» Exercise: Wherever a picture sits, omit it. Output the rest of the listing exactly.

Given data START

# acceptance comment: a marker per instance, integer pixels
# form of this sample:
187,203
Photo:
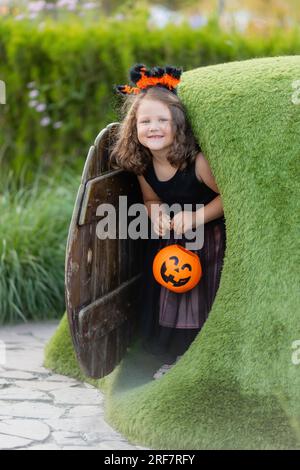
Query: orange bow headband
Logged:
144,78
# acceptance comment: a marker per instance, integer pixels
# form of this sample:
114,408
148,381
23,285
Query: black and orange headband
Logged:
144,78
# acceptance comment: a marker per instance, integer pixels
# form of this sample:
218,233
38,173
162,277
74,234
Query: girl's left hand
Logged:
183,221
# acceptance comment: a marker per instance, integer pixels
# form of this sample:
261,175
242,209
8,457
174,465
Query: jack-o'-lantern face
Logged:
177,268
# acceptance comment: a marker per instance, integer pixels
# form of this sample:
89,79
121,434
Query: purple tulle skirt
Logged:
170,321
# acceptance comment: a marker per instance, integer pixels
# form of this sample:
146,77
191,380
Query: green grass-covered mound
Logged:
238,384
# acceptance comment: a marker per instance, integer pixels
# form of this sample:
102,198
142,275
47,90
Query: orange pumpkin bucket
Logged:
177,268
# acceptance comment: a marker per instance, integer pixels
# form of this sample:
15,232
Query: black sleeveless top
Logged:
183,188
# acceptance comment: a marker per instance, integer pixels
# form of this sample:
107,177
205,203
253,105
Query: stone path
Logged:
41,410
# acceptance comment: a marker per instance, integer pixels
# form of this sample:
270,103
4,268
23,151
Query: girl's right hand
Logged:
162,224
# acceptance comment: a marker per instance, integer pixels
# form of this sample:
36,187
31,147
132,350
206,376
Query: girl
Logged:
155,141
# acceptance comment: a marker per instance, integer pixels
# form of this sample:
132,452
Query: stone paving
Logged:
40,410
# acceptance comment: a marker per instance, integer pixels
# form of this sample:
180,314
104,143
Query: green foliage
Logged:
33,234
237,386
73,67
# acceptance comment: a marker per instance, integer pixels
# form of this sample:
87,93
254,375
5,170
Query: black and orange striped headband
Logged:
144,78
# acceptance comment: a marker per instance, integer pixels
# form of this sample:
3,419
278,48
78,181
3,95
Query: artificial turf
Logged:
237,386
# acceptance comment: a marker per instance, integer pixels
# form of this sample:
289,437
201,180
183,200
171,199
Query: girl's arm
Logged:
214,209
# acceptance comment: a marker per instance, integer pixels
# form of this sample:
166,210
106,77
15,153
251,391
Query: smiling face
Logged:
154,126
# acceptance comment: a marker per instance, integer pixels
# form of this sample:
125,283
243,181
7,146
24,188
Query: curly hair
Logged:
129,154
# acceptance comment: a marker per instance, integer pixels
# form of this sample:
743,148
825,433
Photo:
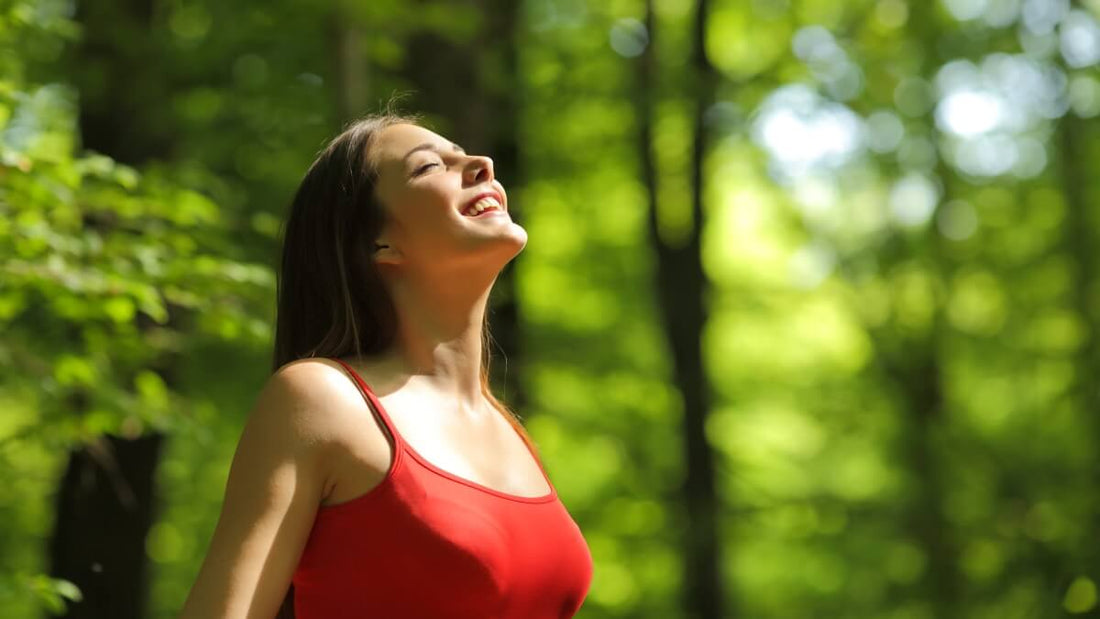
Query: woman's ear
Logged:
384,253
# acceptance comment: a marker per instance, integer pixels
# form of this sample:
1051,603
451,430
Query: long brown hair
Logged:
331,298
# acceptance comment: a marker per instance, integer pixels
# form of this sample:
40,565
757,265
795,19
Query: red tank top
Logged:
428,544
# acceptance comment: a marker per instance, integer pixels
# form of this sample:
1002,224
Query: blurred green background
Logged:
806,324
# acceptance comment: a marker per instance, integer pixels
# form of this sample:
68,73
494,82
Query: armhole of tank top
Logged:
380,417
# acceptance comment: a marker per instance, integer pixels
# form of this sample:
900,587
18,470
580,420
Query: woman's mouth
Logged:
484,206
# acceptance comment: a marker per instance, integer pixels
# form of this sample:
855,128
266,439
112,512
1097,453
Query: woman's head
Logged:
428,187
383,200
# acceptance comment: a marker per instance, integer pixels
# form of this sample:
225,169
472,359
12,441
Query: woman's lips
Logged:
494,210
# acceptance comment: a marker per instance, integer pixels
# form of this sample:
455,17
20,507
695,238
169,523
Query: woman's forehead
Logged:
397,141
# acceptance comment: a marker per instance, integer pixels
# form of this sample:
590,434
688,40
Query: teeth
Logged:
483,205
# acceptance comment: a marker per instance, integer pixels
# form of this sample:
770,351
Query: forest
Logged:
806,325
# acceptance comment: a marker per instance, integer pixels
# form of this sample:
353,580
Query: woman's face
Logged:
427,185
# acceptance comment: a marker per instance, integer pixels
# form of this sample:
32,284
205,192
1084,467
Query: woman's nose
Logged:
480,169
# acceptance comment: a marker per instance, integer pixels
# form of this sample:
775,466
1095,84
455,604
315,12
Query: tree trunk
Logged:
681,290
106,500
105,509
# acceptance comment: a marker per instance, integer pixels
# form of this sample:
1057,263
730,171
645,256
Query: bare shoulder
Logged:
310,394
319,404
279,474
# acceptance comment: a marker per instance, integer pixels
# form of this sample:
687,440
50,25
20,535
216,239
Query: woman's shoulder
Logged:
316,396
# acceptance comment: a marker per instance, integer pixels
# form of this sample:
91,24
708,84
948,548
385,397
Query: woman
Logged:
376,475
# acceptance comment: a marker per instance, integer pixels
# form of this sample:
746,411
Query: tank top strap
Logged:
374,404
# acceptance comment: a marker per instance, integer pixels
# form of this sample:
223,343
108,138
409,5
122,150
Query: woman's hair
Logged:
331,298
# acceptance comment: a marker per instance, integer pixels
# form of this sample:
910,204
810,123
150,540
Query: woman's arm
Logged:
276,481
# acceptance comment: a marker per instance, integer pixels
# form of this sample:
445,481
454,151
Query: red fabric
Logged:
426,543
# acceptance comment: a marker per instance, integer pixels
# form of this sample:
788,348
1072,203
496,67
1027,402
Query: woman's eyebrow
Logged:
430,146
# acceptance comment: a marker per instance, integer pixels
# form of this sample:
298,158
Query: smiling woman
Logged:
377,475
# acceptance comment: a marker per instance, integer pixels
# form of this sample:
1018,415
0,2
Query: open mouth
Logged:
484,205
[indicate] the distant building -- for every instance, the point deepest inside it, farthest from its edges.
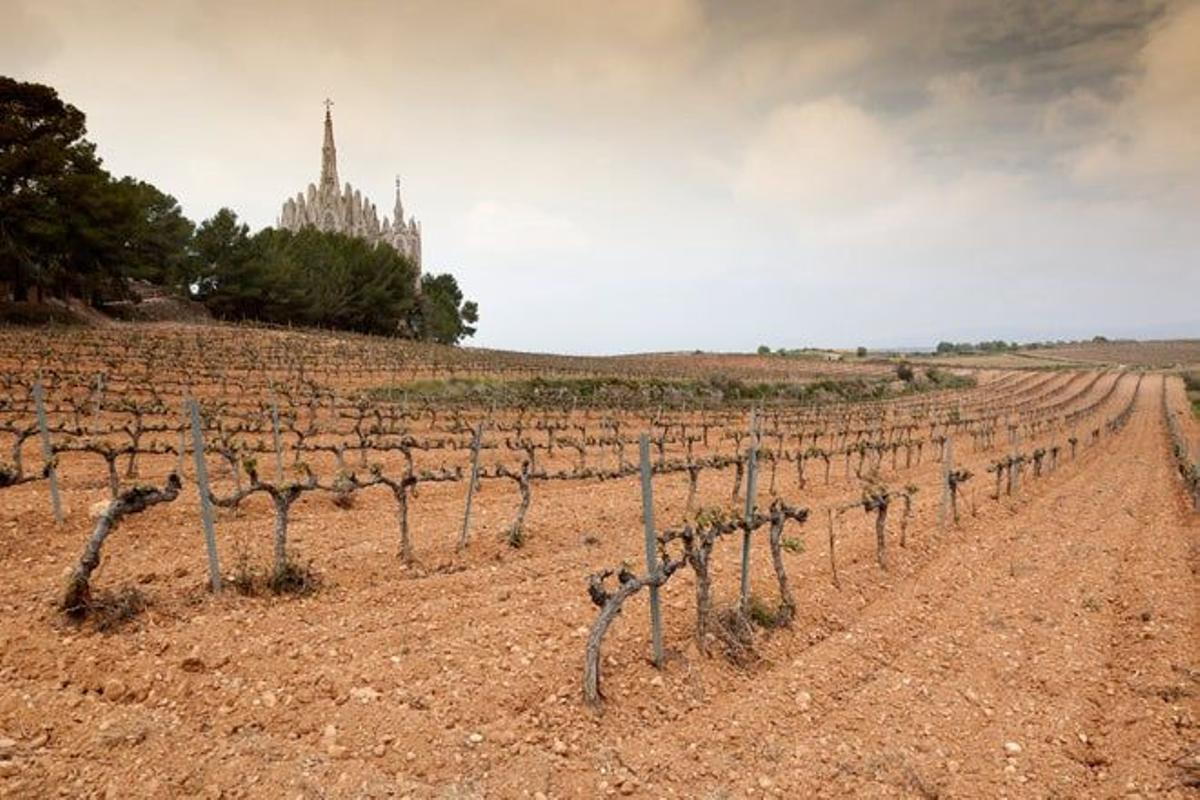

Given data END

» Answer area:
# acceptance comment: a marker per instance, integer pixels
# form of this sample:
187,203
Photo:
Query: orange bow headband
Logged:
144,78
# acceptance comment: a marker per instance, integer pixels
# form of this sample:
114,408
148,381
23,285
Query: black and orange headband
Logged:
144,78
# acceptance comment: a marker per instance, integer pixels
# form of this sample:
218,233
38,173
162,277
74,234
Query: girl's left hand
Logged:
183,221
# acceptance comment: a marker per instance, integer pixels
# form of this sample:
261,175
242,209
8,457
174,465
Query: jack-o'-lantern face
Logged:
177,268
# acceptance comment: a marker per instance, integer pixels
# form of this sample:
89,79
121,434
Query: purple tulle skirt
Logged:
170,321
# acceptance comment: a marker per instance, integer pixels
# form of this sample:
146,77
191,380
Query: green grass-covered mound
Logged:
238,384
# acceptance comment: a marker per instance, integer pixels
# form of this sample:
102,198
142,275
47,90
Query: orange pumpkin bucket
Logged:
177,268
# acceptance comment: a marker per instance, integer pixels
# form of this sample:
15,232
Query: black sleeveless top
Logged:
183,188
# acceptance comment: a marker per instance, integer pixels
# form of this sample:
107,177
205,203
253,105
Query: stone path
Logged:
41,410
# acceptance comment: a marker per instance, integer pixels
# form of this sample:
270,103
4,268
23,151
Query: girl's right hand
Logged:
162,224
# acceptance comment: a marker per instance, integer pixels
# form of this sample:
36,187
31,147
132,350
206,376
Query: girl
Logged:
155,141
# acceptance comment: a marker per instance, integer pixels
# form of this sample:
132,452
Query: stone paving
Logged:
40,410
# acceptance comment: a marker per instance, integer pixels
# form of this sample:
180,314
104,143
Query: green foliage
Logged:
33,234
237,386
73,67
# acceptance comment: a marker per instance, integer pixels
# form of this sample:
87,93
254,375
5,170
Query: black and orange striped headband
Logged:
144,78
# acceptance comment: a marker per instance, integer pixels
# form of this sample:
3,419
278,48
78,181
3,95
Query: artificial turf
Logged:
237,386
# acceptance comment: a marker per instance, integer pixels
# form of this sample:
289,437
201,180
183,200
171,199
Query: girl's arm
Logged:
214,209
# acceptance comment: a marker per instance, integer pixels
# form of this sample:
166,210
106,77
15,153
251,391
Query: smiling face
Logged:
154,126
# acceptance comment: a marker per instance, integer pixels
# form of this sample:
125,283
243,181
7,146
24,188
Query: curly hair
Logged:
129,154
# acceptance comment: a marker per instance, integer pixels
# form of this sample:
743,148
825,433
Photo:
Query: woman's ear
Logged:
384,253
# acceptance comment: a marker per instance, integer pixels
# form of this sample:
1051,603
451,430
Query: long brown hair
Logged:
331,298
# acceptance comment: a marker per instance, integer pixels
# form of this sample:
40,565
757,265
795,19
Query: red tank top
Logged:
428,544
# acceptance comment: a marker per instance, integer pixels
# form of this sample:
1002,224
Query: blurred green background
Logged:
806,324
# acceptance comment: a marker per instance, integer pixels
# form of this sample:
68,73
494,82
Query: armhole of tank top
Logged:
380,417
# acceptance comment: a marker per instance, integer pixels
# form of this sample:
900,587
18,470
580,420
Query: woman's mouth
Logged:
484,206
# acceptance comment: a marker per instance, integer pixels
# form of this sample:
855,128
266,439
112,512
1097,453
Query: woman's head
Logged:
428,187
383,200
# acceptance comment: a marker per instance, integer pixels
# form of this sample:
225,169
472,359
12,441
Query: woman's lips
Logged:
494,210
# acceptance comment: a marker per instance, integer pixels
# form of this sample:
455,17
20,507
695,238
169,523
Query: woman's forehead
Logged:
397,141
# acceptance comment: a marker per instance, integer pixels
# form of this sample:
590,434
688,40
Query: teeth
Logged:
483,205
# acceptance comment: a marker per instance, integer pixels
# form of this sample:
770,351
Query: forest
Logged:
806,325
# acceptance comment: a marker per instance, integer pixels
# form of this sample:
353,580
Query: woman's face
Logged:
427,185
# acceptance comment: a marker per instance, integer pixels
# form of this sample:
32,284
205,192
1084,467
Query: woman's nose
Logged:
480,169
# acceptance comment: a marker per instance, integer pixels
# form of this sample:
775,466
1095,84
455,604
315,12
Query: tree trunk
Logged:
681,290
106,500
105,509
# acceptance comment: a marker per instance, integer pixels
# form of this sample:
1057,263
730,171
645,256
Query: bare shoulder
Logged:
310,394
319,404
279,474
# acceptance comment: a marker per instance, integer pixels
# form of this sample:
687,440
50,25
20,535
216,239
Query: woman's shoulder
Logged:
316,396
# acceptance comment: a marker per instance, integer pixels
# form of this sample:
91,24
708,84
948,548
385,397
Query: woman
Logged:
376,475
# acceptance comment: a marker per instance, integer pixels
# form of this sample:
746,411
Query: tank top strap
Logged:
374,404
# acceptance comment: a marker per instance, integer pixels
# form of this sample:
223,343
108,138
409,5
122,150
Query: woman's hair
Logged:
331,298
# acceptance comment: a marker per instance, integer pixels
# form of this sample:
910,204
810,123
150,540
Query: woman's arm
Logged:
276,481
# acceptance comment: a marker per instance, integer pixels
# form of this sample:
445,481
454,151
Query: red fabric
Logged:
426,543
# acceptance comment: a marker per instance, integer pixels
# form of this sample:
788,348
1072,203
496,67
1027,402
Query: woman's eyebrow
Logged:
430,146
# acceptance comment: a marker per instance, integer pixels
# form of this sample:
298,158
Query: smiling woman
Logged:
377,475
# acceptance comment: a marker per instance, integer pixels
# form of this sample:
1018,415
0,2
Query: open mouth
Logged:
484,205
[indicate] the distant building -- for every instance, the point deepest inside it, farthest from its edges.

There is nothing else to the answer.